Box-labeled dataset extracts
========

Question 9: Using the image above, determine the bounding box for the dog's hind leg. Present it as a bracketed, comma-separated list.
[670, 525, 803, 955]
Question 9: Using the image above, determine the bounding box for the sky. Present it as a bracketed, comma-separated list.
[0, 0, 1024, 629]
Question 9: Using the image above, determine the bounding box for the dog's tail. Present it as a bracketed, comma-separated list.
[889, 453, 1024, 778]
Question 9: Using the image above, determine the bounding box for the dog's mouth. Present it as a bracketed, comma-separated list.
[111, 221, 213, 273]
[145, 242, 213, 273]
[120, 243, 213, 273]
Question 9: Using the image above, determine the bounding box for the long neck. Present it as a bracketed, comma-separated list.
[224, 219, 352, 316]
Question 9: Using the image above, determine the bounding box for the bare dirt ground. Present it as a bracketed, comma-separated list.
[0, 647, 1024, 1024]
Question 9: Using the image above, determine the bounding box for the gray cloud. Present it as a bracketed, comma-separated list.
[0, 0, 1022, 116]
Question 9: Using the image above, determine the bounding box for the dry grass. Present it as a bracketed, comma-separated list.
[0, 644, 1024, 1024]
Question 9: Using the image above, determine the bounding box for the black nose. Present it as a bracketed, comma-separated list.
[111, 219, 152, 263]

========

_WRITTEN TASK:_ Put the entries into a Markdown table with the columns Row and Line, starting at the line that contains "neck. Present it as a bracketed, comma-separated list." and going through the last line of the entries. Number each line in order and leave out any blank lines.

_RESULT OF THE EXERCISE:_
| Row | Line |
|---|---|
| 1 | Question 9: Using the image above, determine the bounding box for the long neck. Present it as a bracketed, comma-separated list. |
| 2 | [224, 219, 352, 316] |
| 3 | Question 9: Using the image above, determine the bounding box for the bare dirt ground. Present it as a bracketed, comma-separated list. |
| 4 | [0, 647, 1024, 1024] |
| 5 | Question 9: Using the image above, determine the bounding box for the gray cloud. Present it as a bracketed, comma-separated list. |
| 6 | [0, 0, 1022, 116] |
| 7 | Question 9: Using the image above, determine the bounding box for the dry grass. Present it as a bracketed, comma-separated list. |
| 8 | [0, 644, 1024, 1024] |
| 9 | Question 9: Using the image above, determine the bounding box for the black nose. Present it as a bracketed, comma-separated list. |
| 10 | [111, 219, 152, 263] |